• Recorded information:
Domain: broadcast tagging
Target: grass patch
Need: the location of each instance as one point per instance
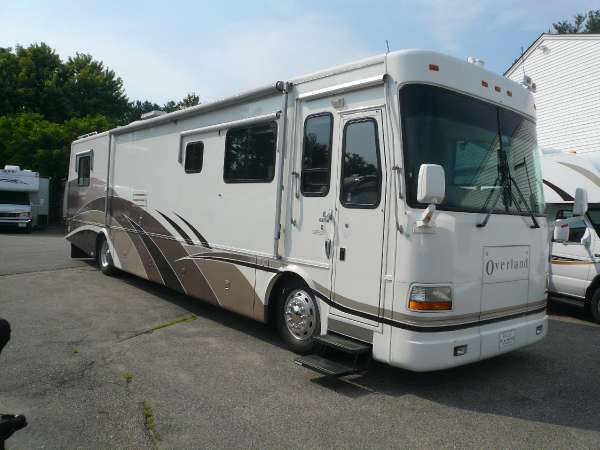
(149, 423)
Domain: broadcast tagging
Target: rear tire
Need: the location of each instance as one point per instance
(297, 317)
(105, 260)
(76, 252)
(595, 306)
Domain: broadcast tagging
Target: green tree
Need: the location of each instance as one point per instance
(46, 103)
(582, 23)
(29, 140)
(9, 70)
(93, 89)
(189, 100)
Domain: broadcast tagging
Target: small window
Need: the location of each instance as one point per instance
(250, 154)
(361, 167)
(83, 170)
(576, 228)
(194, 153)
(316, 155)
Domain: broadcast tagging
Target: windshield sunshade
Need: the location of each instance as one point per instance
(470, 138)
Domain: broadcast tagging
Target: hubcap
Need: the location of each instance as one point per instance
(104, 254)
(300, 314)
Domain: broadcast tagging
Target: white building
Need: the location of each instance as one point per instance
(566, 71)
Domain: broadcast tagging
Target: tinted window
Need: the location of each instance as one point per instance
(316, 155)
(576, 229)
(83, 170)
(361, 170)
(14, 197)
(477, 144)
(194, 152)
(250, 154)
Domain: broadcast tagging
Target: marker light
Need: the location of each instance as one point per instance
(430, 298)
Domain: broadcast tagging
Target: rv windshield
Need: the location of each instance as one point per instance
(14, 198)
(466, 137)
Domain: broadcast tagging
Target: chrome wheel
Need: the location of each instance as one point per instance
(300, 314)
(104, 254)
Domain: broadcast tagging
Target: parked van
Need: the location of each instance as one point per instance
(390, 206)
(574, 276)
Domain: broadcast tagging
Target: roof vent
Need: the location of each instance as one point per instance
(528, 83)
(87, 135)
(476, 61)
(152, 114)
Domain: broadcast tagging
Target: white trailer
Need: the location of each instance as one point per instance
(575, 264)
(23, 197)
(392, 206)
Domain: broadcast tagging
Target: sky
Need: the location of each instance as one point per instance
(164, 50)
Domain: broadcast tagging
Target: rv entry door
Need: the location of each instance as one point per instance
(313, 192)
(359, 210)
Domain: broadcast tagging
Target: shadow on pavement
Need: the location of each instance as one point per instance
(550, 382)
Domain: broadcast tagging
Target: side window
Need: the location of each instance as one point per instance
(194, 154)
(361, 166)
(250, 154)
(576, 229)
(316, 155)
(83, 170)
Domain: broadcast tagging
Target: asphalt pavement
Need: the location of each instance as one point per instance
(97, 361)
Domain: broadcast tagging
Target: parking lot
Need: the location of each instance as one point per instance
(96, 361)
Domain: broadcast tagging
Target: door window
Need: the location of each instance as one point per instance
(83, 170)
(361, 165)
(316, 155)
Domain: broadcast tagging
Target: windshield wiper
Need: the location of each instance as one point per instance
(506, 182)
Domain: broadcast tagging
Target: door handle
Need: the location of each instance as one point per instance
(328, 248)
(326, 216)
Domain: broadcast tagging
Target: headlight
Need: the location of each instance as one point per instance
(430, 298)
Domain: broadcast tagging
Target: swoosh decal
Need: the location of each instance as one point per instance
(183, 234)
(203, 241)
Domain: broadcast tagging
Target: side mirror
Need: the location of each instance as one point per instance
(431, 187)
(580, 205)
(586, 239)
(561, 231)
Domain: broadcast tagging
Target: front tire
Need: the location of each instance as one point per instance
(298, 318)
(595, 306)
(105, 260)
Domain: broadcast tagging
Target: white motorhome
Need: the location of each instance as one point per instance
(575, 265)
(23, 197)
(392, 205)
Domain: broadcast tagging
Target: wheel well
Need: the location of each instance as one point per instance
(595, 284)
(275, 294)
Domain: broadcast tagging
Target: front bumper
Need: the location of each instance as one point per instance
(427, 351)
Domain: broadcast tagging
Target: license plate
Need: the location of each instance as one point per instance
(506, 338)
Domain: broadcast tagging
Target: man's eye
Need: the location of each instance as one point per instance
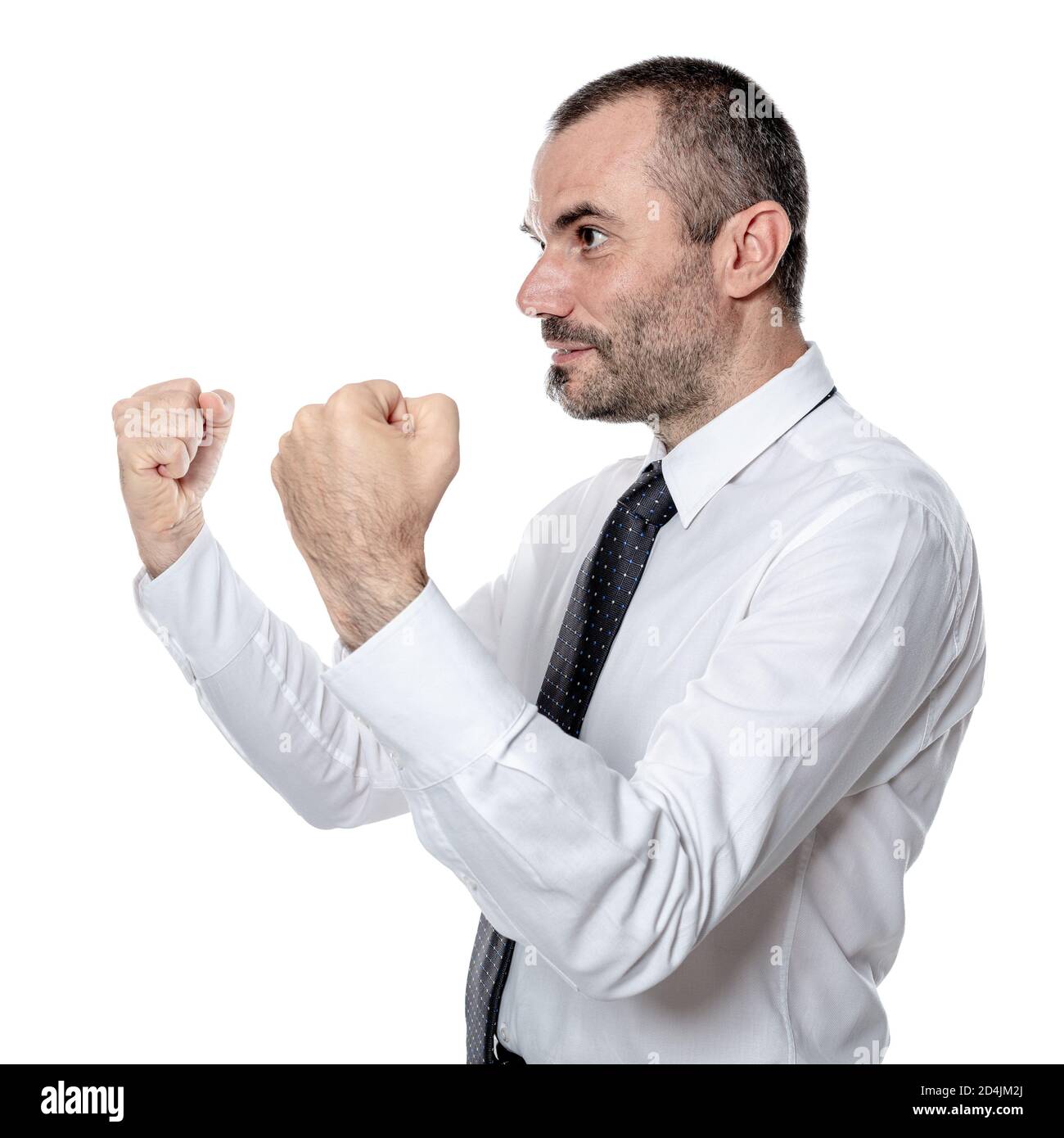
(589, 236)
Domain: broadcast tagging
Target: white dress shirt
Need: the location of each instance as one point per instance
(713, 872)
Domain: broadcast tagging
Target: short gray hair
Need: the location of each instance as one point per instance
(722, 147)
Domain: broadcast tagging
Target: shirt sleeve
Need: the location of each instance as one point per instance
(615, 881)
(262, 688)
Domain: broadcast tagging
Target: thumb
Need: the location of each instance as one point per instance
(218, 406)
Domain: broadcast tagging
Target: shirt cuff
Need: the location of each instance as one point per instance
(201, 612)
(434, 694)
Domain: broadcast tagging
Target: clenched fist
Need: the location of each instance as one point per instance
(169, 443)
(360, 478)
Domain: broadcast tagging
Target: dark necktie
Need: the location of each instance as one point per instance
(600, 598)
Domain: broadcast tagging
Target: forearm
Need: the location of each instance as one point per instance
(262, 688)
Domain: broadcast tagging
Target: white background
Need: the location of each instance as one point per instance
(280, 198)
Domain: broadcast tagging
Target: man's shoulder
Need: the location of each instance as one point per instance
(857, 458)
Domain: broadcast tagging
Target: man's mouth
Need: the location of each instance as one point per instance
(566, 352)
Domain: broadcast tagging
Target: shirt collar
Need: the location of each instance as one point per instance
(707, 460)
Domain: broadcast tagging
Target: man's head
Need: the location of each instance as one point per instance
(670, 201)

==

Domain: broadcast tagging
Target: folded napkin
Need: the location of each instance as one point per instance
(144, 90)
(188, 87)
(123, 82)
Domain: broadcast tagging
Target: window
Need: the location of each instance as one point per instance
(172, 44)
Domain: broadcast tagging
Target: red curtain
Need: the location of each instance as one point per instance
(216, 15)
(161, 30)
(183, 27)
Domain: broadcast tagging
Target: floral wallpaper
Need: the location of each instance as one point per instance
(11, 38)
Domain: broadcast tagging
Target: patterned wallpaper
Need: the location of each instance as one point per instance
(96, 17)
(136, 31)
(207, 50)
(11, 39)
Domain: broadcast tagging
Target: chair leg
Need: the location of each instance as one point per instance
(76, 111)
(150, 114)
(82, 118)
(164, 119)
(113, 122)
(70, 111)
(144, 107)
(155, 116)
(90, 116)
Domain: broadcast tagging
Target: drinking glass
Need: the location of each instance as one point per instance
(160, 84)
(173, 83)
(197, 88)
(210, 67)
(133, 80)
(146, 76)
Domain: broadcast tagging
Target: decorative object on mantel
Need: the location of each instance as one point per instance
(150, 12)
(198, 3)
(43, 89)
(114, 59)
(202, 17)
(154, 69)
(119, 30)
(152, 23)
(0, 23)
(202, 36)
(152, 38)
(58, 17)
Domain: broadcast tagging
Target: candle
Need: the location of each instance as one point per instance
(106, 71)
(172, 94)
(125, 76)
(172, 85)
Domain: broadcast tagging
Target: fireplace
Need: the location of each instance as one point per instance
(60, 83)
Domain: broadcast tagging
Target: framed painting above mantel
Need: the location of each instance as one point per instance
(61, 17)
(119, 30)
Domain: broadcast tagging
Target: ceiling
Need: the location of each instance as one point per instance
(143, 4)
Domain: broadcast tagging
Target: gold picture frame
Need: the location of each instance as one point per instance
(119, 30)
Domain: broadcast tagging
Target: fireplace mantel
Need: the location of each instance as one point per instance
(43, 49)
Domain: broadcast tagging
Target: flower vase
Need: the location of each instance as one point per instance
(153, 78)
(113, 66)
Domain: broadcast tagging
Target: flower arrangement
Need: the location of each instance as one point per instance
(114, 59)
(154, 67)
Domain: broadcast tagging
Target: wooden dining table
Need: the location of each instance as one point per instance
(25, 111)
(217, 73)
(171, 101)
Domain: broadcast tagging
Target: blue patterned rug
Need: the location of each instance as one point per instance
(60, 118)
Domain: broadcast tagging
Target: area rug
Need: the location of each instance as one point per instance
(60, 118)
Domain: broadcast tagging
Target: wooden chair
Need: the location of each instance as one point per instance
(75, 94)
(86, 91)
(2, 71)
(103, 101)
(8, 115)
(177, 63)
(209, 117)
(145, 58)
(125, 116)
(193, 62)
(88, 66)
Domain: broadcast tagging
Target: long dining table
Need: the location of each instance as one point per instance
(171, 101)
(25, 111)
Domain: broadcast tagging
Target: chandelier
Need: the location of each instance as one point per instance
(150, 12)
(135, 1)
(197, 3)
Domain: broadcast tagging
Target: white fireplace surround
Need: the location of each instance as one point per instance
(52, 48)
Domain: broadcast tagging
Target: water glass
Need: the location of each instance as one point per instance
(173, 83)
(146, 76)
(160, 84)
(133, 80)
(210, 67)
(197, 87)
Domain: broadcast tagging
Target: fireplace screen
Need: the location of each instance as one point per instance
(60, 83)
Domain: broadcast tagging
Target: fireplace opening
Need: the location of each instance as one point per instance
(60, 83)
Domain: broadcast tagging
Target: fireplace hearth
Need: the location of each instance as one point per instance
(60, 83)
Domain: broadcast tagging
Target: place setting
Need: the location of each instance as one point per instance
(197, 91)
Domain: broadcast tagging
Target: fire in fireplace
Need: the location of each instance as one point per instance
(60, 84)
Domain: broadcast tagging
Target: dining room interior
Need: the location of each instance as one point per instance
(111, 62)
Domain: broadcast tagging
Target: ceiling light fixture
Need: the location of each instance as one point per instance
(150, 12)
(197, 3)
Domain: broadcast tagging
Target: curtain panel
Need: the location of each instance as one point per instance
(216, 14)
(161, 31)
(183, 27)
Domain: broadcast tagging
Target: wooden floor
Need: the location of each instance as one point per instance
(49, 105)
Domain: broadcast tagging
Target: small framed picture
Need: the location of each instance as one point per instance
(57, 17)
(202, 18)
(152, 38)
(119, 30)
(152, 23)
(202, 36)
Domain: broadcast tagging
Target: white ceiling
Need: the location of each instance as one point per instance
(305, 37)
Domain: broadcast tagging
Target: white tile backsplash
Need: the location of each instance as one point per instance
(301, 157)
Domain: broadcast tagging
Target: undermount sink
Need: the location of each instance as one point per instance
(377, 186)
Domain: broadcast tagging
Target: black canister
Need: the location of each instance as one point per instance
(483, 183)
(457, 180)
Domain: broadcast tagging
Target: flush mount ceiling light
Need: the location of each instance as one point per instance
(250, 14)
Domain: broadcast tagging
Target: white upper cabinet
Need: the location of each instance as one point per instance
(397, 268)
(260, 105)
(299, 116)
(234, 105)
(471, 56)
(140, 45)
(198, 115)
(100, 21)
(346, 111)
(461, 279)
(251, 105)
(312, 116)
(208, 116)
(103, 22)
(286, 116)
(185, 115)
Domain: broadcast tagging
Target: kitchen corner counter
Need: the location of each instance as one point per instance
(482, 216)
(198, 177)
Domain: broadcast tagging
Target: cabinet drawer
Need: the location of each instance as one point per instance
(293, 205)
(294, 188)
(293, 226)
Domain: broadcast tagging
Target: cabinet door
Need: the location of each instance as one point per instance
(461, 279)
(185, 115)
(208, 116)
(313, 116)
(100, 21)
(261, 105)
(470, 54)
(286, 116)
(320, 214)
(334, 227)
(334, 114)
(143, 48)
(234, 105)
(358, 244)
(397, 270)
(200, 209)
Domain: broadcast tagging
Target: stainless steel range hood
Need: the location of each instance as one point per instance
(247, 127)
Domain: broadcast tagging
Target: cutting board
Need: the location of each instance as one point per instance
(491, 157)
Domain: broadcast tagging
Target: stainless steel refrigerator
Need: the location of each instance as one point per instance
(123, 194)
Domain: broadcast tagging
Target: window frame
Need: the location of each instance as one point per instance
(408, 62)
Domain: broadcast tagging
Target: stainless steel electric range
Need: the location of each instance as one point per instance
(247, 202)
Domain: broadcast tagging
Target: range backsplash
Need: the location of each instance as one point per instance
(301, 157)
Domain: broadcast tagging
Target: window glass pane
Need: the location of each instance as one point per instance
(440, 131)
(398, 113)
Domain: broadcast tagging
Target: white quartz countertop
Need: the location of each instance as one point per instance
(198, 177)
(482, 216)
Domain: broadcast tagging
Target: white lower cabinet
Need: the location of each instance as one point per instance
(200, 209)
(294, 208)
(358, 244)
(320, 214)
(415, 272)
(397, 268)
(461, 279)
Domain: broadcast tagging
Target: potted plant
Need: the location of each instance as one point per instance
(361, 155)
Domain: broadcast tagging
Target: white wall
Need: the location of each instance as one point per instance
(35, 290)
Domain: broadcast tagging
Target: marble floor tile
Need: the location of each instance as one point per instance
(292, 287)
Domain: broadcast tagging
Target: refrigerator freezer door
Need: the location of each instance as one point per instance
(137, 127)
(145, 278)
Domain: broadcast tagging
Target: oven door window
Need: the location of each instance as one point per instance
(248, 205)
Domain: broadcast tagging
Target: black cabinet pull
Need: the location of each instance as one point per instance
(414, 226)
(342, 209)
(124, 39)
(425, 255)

• What is required: Show every line of the records above that contains the word "chair", copying each line as it appears. Case counts.

• Exercise result:
Target: chair leg
Target: wooden chair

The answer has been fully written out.